▶ Written exercise: Copy the data that follows, character for character, minus the pictures.
*****
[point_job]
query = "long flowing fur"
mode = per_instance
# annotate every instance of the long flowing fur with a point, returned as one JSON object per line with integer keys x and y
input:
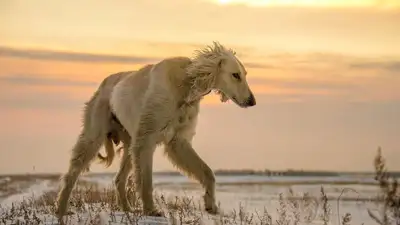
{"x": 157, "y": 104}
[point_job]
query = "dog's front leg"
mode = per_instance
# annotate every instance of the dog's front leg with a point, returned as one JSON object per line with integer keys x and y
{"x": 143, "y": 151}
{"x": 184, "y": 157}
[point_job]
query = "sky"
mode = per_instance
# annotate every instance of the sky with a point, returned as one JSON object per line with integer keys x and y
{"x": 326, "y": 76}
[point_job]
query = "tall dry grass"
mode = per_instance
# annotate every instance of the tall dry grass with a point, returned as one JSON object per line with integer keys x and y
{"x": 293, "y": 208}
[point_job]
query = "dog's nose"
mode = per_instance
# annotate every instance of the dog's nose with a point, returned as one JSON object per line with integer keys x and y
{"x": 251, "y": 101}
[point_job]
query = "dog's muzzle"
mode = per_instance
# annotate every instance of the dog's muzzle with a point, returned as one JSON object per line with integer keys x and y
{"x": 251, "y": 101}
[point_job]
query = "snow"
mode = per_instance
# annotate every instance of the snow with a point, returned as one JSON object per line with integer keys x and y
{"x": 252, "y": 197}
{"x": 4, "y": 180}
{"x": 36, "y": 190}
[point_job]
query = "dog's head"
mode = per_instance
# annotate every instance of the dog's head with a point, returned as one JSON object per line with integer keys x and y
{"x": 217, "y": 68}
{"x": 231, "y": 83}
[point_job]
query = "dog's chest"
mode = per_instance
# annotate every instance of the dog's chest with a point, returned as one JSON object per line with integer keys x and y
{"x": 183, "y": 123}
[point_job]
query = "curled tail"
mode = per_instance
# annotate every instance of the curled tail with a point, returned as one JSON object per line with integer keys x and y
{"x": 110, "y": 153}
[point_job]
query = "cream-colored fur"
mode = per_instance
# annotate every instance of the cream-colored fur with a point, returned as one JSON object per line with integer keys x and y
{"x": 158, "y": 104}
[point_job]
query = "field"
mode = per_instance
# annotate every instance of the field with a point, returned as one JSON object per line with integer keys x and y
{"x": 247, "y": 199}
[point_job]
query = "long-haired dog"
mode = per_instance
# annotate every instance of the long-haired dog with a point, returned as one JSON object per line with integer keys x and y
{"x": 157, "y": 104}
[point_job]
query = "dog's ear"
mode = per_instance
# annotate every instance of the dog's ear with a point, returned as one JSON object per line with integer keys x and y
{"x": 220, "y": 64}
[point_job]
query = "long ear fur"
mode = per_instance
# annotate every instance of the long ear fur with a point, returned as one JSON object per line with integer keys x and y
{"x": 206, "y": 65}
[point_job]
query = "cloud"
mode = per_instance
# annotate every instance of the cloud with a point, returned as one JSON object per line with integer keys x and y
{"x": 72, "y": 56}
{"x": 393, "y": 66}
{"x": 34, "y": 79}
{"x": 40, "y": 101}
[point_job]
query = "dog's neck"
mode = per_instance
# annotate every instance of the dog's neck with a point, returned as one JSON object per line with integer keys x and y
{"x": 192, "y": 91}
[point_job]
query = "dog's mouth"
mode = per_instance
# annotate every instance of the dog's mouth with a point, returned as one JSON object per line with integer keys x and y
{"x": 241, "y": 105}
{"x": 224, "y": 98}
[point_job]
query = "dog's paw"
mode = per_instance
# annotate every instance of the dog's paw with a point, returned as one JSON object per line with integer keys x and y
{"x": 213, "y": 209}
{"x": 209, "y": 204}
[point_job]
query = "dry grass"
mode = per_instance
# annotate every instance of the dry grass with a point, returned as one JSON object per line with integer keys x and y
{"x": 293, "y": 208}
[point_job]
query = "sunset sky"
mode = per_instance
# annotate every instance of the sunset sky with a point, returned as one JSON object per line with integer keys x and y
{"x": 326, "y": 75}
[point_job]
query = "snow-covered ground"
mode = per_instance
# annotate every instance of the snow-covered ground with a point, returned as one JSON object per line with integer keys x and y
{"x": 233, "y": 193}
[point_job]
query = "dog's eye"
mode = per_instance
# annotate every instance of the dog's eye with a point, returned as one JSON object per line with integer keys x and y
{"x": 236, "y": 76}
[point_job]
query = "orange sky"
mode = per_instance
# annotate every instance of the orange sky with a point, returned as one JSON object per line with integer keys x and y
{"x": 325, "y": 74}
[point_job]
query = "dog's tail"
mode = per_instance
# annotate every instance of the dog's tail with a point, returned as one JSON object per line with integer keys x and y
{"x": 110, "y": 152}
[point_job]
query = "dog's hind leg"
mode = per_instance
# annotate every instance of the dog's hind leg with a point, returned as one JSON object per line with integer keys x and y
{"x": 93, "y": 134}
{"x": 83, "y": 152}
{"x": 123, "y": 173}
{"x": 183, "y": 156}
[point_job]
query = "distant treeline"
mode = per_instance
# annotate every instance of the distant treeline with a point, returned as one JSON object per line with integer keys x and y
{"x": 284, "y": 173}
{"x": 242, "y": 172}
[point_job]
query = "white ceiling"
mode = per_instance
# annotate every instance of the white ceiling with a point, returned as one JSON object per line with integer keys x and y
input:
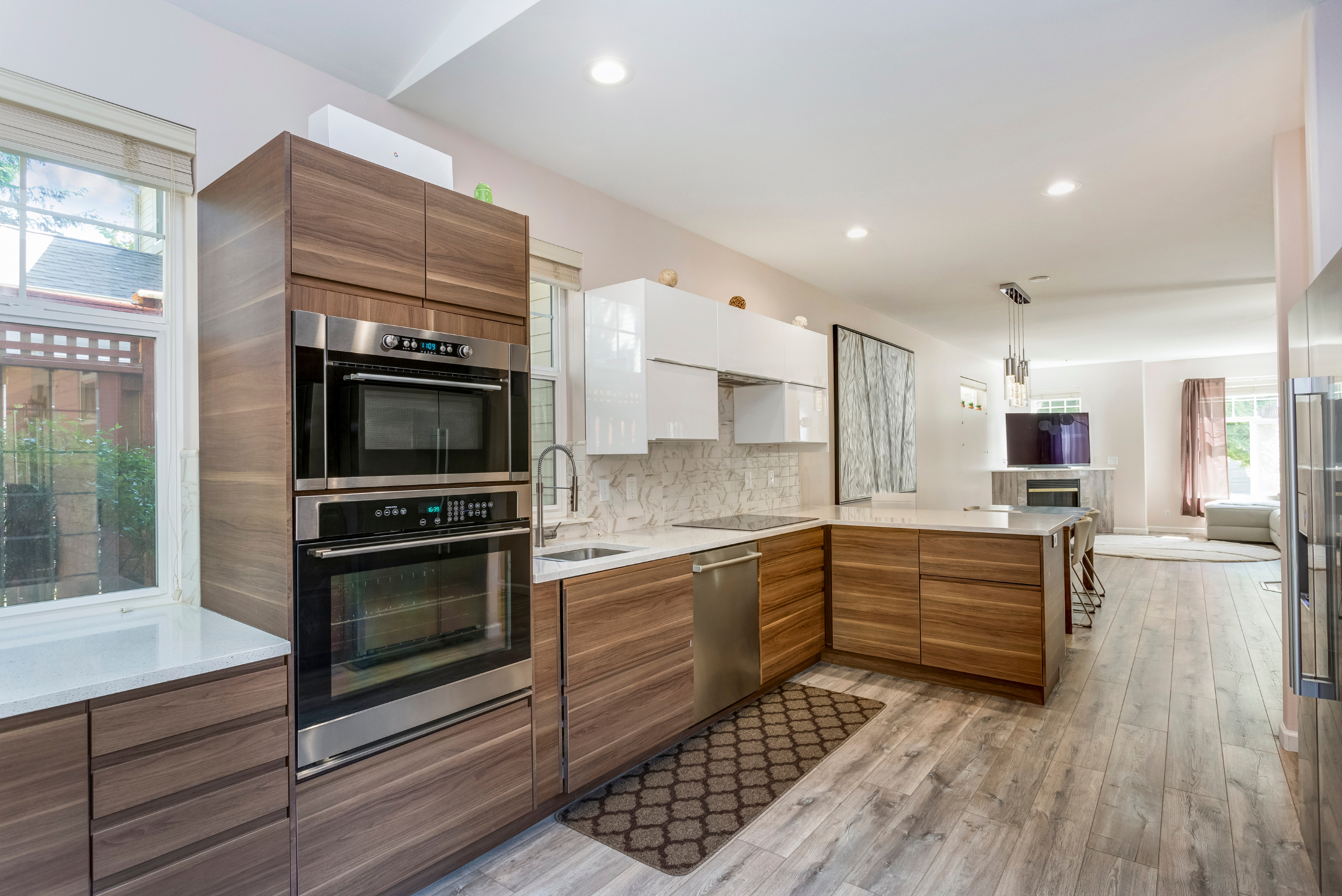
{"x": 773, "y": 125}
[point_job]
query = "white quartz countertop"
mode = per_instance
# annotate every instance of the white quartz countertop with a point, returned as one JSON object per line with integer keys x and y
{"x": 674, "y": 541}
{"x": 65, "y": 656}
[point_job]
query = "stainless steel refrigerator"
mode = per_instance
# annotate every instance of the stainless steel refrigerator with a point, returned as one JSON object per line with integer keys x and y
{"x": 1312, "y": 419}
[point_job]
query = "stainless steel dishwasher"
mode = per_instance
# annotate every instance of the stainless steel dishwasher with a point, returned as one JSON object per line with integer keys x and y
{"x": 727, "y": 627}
*****
▶ Exercise result:
[point_job]
query = "long flowing fur"
mode = per_instance
# annotate every instance of the long flowing fur with a point, returned as one JSON object per line with integer keys x and y
input:
{"x": 157, "y": 104}
[point_job]
query = "dog's front leg"
mode = per_instance
# annotate every instance of the dog's front leg with a point, returned as one JSON object per line with integer keys x and y
{"x": 143, "y": 151}
{"x": 184, "y": 157}
[point_job]
query = "sky"
mode = per_instance
# annotate every instance of the sky with a point, returned as one JSON object per line with integer keys x and y
{"x": 326, "y": 76}
[point_job]
query = "tall dry grass"
mode = per_instance
# annotate every instance of the tall dry grass with a point, returned as one JSON object per line with integer keys x and y
{"x": 293, "y": 208}
[point_job]
query = "dog's nose"
mode = per_instance
# annotate every instance of the dog's nose with a point, returned as one JSON object per line with integer keys x and y
{"x": 251, "y": 101}
[point_job]
query = "dog's muzzle"
mode = per_instance
# annotate every instance of the dog's muzzle with a point, returned as one JSON object per line with integer keys x and y
{"x": 251, "y": 101}
[point_job]
query = "snow"
mode = per_instance
# annotate every instance of the snow with a point, returned as one JSON object per line with integer keys x and y
{"x": 252, "y": 197}
{"x": 4, "y": 180}
{"x": 36, "y": 190}
[point_job]
query = "dog's head"
mode = per_instance
# annotate every instance of the dog's head with a point, returned as one JSON object per line with integer keys x and y
{"x": 217, "y": 68}
{"x": 231, "y": 83}
[point_job]
query = "dog's chest"
mode = per_instance
# annotate every instance of the dog's chest with a point, returned as one JSON object per line with integer keys x and y
{"x": 183, "y": 123}
[point_job]
query = "curled tail"
mode = per_instance
# annotate every instance of the curled tail with a point, returned as one JSON object per line with integer keys x and y
{"x": 110, "y": 153}
[point_job]
query = "cream-colored fur"
mode = per_instance
# annotate every instance of the cream-colored fur with a point, returned as one JSON object per line with integer keys x and y
{"x": 158, "y": 104}
[point_job]
query = "field"
mode = per_instance
# annotate every instance of the field with a point, returned as one JSON object per line with integer keys x and y
{"x": 247, "y": 199}
[point_job]
query = "long-haired dog"
mode = per_instance
# annotate every instance of the long-haired dog with a point, returned as one JSON object per line with integer keys x and y
{"x": 157, "y": 104}
[point_job]
query = "dog's ear"
mode = per_instance
# annotate every instance of the dog's ear with a point, returned as one JSON object per line with integer keys x and y
{"x": 220, "y": 64}
[point_job]
query = "long ear fur"
mode = per_instance
# annotate every instance of the long ear fur with a point, returned as one JSON object per line with integer keys x and y
{"x": 206, "y": 65}
[point_job]
query = "cloud"
mode = per_instance
# annotate every instance of the cloud with a point, returned as one JSON object per line with integer keys x and y
{"x": 72, "y": 56}
{"x": 393, "y": 66}
{"x": 34, "y": 79}
{"x": 40, "y": 101}
[point_job]
query = "dog's neck"
mode = per_instance
# annotate every instance of the dog's neck with a point, returned as one JSON object per line with integer keys x and y
{"x": 192, "y": 91}
[point_job]
query = "dog's mouth"
mode = per_instance
# annotate every instance of the dog's mouth with a point, returned as one JSON object per line with integer keys x and y
{"x": 241, "y": 105}
{"x": 224, "y": 98}
[point_job]
query = "dog's paw"
mode = per_instance
# annotate every instance of the dog's paw with a point, returned as one JSON object per line with integer keys x and y
{"x": 213, "y": 209}
{"x": 209, "y": 204}
[point_job]
query = "dry grass"
mode = per_instance
# annotate every instance of the dry grass with a point, returned as one JSON object per line with integer keys x and y
{"x": 293, "y": 208}
[point_job]
query = "sunset sky"
mode = per_instance
# annotate every instance of the sunset sky with a point, returned as one JSON object per line with integer keys x and y
{"x": 326, "y": 75}
[point_job]
query = "snow-covered ground"
mode = per_instance
# annotate every instance of the snow-covered ground with a point, returned as one JSON object per line with integer keys x and y
{"x": 233, "y": 193}
[point_job]
query = "dog's eye"
mode = per_instance
# annotate every instance of the dog's eye with a point, returned as one JSON object per line with integer keys x and y
{"x": 236, "y": 76}
[point_job]
query = "orange sky"
mode = per_instance
# annotate every instance of the orange sky with a point, returned as one JSON object per line with integer keys x and y
{"x": 325, "y": 74}
[point_job]
query = "dog's tail"
mode = per_instance
# annotate every instance of the dog's tail with a point, returned as one JSON object per line with integer keys x and y
{"x": 110, "y": 152}
[point_job]
query = "dog's hind leg"
mode = per_instance
# annotate every instance of the dog's hind leg with a point, returned as one JSON object per line with integer keys x and y
{"x": 93, "y": 134}
{"x": 83, "y": 152}
{"x": 123, "y": 173}
{"x": 183, "y": 156}
[point_job]
query = "distant treeline"
mode = per_instance
# annotate every instance of the distant treeline with a point, returned as one JSON object per line with integer keys x and y
{"x": 284, "y": 173}
{"x": 242, "y": 172}
[point_job]
query = "white ceiling"
mode = per_instance
# annotate every instance of the white ceiling with a point, returned as one JSON object per line with integer keys x and y
input:
{"x": 773, "y": 125}
[point_job]
query = "white quartz countertop"
mode = per_instance
# annotate every instance of the white quartz countertop with a point, returned as one JSON object per line with integer keys x and y
{"x": 674, "y": 541}
{"x": 65, "y": 656}
[point_job]
query = "stainless steel refrigerator"
mode = per_instance
# annotate every instance of the stainless steel refrigerator with a point, returned as one JSON object per line with integer keys x and y
{"x": 1312, "y": 419}
[point_job]
query = "stainless steel dishwasher"
mode = per_instance
# annotate every instance of the stainless steel dishwasher with a point, returned as one JSON object per line with integer keys x and y
{"x": 727, "y": 627}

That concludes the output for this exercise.